*** Opening Entries provided ***
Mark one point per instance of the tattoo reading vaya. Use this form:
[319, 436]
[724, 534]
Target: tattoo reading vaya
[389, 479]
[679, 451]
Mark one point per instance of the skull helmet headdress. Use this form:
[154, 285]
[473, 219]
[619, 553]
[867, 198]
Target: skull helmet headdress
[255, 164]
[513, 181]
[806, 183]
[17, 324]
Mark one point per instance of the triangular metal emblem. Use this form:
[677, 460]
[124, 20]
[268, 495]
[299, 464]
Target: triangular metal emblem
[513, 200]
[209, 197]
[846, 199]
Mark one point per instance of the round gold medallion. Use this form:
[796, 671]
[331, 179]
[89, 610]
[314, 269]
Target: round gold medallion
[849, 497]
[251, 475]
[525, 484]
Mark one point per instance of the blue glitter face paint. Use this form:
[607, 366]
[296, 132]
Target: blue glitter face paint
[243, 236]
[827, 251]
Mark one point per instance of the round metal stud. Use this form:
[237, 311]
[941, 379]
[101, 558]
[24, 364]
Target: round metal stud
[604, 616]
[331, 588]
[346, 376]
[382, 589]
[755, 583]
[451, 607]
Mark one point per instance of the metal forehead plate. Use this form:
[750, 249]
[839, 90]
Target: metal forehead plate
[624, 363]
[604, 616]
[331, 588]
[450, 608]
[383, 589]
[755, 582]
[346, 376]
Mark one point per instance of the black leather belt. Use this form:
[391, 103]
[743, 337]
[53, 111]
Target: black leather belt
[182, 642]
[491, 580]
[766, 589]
*** Closing Entries provided ***
**The problem**.
Would you repeat all of the entries exactly?

**Answer to this task**.
Mark one point per instance of the tattoo reading vaya. Use this form:
[319, 436]
[724, 534]
Target: tattoo reading vaya
[389, 479]
[679, 451]
Mark one point per instance of the skull helmet headdress. Use this form:
[154, 285]
[473, 219]
[619, 553]
[867, 198]
Target: skull helmet headdress
[255, 164]
[513, 181]
[806, 183]
[17, 324]
Mark one point per instance of the triangular metal emblem. Use this form:
[677, 460]
[124, 20]
[268, 495]
[299, 464]
Target: triangular metal emblem
[513, 200]
[209, 197]
[846, 199]
Mark one point per instance of the round gold medallion. Use this form:
[796, 671]
[331, 179]
[89, 610]
[314, 269]
Target: round gold medallion
[849, 497]
[251, 475]
[525, 484]
Mark one point per instance of the blue glitter face paint. Use this form:
[607, 366]
[296, 132]
Target: blue glitter face paint
[243, 236]
[827, 251]
Mark one point per instance of the round metal stud. Use this form:
[237, 311]
[941, 379]
[101, 558]
[24, 364]
Target: round metal stud
[604, 616]
[331, 588]
[346, 376]
[382, 589]
[755, 583]
[451, 607]
Mark one point per instance of the metal forehead plate. Use this form:
[750, 249]
[839, 90]
Target: metal forehead plate
[624, 363]
[604, 616]
[331, 588]
[450, 608]
[383, 589]
[755, 582]
[346, 376]
Mark one point per instance of the black leather belt. Use this form:
[391, 103]
[743, 337]
[53, 111]
Target: black leather belt
[182, 642]
[491, 580]
[766, 589]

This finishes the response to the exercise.